Which lines in the data below contain the word "each"? Report every such line in full, matching case exactly.

Data to use
-- Begin --
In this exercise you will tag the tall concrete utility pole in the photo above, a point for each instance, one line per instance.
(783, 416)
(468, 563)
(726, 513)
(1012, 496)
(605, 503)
-- End --
Worked solution
In this exercise you will tag the tall concrete utility pole in the photo above, a point for each instance, one line per instance.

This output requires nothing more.